Collected data

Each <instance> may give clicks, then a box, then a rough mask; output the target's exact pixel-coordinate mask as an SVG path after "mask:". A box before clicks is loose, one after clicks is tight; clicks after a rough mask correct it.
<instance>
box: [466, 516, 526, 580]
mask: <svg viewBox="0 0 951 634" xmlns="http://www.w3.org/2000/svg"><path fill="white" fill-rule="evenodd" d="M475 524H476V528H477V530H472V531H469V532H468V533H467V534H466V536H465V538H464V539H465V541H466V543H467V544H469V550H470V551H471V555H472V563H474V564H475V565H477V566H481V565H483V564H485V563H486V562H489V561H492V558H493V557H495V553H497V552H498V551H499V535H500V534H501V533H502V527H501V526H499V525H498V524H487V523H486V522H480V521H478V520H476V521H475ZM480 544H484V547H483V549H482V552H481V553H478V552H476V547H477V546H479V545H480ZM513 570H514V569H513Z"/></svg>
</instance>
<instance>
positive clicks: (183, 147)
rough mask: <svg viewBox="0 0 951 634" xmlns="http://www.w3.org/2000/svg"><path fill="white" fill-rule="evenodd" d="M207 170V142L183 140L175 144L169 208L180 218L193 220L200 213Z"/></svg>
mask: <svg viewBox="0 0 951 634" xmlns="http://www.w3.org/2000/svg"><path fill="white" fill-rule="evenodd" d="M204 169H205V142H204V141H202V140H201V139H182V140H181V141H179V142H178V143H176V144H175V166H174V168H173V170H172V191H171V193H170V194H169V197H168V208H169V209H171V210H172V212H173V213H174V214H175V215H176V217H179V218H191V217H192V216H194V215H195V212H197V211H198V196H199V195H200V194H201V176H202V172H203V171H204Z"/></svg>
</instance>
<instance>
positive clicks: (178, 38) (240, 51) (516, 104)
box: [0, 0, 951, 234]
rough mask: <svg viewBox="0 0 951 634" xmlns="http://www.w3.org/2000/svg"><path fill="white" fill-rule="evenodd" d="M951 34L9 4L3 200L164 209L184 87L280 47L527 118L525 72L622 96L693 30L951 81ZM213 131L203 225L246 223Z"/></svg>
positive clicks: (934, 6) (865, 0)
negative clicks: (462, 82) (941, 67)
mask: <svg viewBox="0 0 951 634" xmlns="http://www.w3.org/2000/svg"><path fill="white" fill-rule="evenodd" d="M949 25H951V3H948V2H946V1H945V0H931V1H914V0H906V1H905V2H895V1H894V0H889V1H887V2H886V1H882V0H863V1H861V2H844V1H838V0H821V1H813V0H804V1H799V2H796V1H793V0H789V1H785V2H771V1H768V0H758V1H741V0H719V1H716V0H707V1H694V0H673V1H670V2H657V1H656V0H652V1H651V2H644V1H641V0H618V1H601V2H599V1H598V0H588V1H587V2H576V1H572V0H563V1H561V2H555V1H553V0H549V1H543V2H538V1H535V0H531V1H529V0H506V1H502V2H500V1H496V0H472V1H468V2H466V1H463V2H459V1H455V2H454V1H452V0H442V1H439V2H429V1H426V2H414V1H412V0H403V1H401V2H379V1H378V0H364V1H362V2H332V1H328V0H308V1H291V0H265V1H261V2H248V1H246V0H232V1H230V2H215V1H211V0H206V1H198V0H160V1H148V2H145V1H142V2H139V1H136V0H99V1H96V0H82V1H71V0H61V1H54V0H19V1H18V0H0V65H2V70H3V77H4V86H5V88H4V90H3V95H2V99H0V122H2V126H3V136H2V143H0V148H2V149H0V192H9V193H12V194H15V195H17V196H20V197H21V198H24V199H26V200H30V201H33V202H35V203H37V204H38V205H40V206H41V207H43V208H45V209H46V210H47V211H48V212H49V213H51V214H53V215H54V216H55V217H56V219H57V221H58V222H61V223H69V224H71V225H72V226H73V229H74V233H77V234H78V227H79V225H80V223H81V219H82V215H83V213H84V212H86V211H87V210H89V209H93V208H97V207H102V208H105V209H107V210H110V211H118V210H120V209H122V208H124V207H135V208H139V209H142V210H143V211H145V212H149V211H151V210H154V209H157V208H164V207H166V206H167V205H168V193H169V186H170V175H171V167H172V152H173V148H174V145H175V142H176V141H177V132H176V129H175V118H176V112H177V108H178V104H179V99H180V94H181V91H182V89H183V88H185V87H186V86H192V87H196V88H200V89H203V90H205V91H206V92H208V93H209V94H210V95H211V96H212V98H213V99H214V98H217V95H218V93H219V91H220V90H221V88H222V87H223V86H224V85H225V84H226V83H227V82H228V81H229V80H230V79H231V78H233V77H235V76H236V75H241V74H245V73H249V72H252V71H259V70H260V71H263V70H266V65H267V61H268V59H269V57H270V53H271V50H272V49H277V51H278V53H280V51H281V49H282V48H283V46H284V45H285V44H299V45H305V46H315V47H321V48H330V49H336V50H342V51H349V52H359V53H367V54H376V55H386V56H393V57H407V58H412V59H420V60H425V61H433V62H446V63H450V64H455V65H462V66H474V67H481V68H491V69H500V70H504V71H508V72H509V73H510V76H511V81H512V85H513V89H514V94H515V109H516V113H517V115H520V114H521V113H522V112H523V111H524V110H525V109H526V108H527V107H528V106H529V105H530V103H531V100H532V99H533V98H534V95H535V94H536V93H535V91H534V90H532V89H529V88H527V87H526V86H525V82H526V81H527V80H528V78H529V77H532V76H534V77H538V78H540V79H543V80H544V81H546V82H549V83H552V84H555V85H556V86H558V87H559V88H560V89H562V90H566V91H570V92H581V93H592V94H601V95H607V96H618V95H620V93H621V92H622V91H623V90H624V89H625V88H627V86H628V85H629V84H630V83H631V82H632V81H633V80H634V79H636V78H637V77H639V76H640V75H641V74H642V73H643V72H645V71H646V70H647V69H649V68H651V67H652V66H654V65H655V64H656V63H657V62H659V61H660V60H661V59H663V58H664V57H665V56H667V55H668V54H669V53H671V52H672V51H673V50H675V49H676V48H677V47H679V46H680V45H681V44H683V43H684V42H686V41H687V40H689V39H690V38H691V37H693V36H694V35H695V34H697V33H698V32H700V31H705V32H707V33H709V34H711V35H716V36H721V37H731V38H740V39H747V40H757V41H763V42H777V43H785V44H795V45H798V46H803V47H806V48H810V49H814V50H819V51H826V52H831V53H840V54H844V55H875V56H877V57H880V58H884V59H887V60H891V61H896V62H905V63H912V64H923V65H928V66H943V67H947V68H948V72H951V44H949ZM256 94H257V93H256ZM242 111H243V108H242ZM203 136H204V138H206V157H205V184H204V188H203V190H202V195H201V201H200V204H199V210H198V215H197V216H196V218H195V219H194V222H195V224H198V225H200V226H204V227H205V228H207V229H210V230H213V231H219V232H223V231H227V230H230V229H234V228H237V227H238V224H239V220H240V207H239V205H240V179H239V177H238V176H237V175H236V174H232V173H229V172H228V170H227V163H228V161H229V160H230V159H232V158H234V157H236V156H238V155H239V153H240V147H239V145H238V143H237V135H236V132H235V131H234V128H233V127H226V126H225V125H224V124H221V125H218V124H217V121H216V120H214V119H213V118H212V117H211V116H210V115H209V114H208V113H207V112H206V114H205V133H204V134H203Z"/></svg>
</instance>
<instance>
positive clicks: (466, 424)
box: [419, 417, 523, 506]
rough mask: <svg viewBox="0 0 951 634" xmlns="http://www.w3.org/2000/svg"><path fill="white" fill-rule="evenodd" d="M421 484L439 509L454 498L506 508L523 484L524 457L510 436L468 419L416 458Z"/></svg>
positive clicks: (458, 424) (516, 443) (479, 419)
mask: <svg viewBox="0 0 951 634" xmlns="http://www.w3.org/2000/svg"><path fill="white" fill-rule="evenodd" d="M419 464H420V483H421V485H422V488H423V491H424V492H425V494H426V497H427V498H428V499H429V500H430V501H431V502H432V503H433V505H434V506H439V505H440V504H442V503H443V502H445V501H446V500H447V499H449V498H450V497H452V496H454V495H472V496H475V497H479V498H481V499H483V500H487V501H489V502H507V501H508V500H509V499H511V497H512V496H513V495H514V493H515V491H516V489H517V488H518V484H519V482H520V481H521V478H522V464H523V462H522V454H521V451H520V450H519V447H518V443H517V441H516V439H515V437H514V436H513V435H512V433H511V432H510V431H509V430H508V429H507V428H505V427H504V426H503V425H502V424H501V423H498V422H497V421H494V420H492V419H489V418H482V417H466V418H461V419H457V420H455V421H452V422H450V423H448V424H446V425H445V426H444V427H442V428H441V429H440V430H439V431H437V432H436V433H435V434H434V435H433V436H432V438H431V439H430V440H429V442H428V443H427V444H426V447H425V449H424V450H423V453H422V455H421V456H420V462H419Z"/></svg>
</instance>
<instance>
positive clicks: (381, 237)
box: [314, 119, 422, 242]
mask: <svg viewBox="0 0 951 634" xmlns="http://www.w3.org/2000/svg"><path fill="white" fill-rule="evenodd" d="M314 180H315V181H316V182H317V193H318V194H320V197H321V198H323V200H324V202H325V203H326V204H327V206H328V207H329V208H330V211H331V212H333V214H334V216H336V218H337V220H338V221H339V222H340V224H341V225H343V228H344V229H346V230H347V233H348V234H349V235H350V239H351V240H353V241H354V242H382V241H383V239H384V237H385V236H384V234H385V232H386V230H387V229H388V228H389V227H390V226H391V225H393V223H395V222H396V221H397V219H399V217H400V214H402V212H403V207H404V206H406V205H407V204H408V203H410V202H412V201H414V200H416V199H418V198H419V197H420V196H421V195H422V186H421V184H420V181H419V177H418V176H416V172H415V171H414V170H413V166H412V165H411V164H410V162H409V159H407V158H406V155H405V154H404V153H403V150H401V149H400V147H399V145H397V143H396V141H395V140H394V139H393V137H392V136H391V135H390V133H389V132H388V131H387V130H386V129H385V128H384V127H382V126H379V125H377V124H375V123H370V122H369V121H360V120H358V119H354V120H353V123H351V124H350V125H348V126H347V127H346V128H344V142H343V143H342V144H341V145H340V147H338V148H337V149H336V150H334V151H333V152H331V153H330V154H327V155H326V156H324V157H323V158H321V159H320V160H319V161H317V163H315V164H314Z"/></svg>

> _WORK INSTRUCTIONS_
Your answer consists solely of the lines from the top of the records above through the line that contains "positive clicks: (183, 147)", each echoed exactly.

> _REPLY TO THE TASK_
Each <instance> may give clicks, then a box, then a rough mask; output the target's exact pixel-coordinate mask as an SVG path after "mask:". A box before clicks is loose, one after clicks is tight; clicks after a rough mask correct it.
<instance>
box: [466, 516, 526, 580]
mask: <svg viewBox="0 0 951 634" xmlns="http://www.w3.org/2000/svg"><path fill="white" fill-rule="evenodd" d="M475 524H476V528H477V530H472V531H469V532H468V533H467V534H466V536H465V538H464V539H465V541H466V543H467V544H469V550H470V551H471V555H472V563H474V564H475V565H477V566H481V565H483V564H485V563H486V562H489V561H492V558H493V557H495V553H497V552H498V551H499V535H500V534H501V533H502V527H501V526H499V525H498V524H487V523H486V522H480V521H478V520H476V521H475ZM480 544H484V547H483V549H482V552H481V553H478V552H476V547H477V546H479V545H480ZM513 570H514V569H513Z"/></svg>
</instance>
<instance>
positive clicks: (183, 147)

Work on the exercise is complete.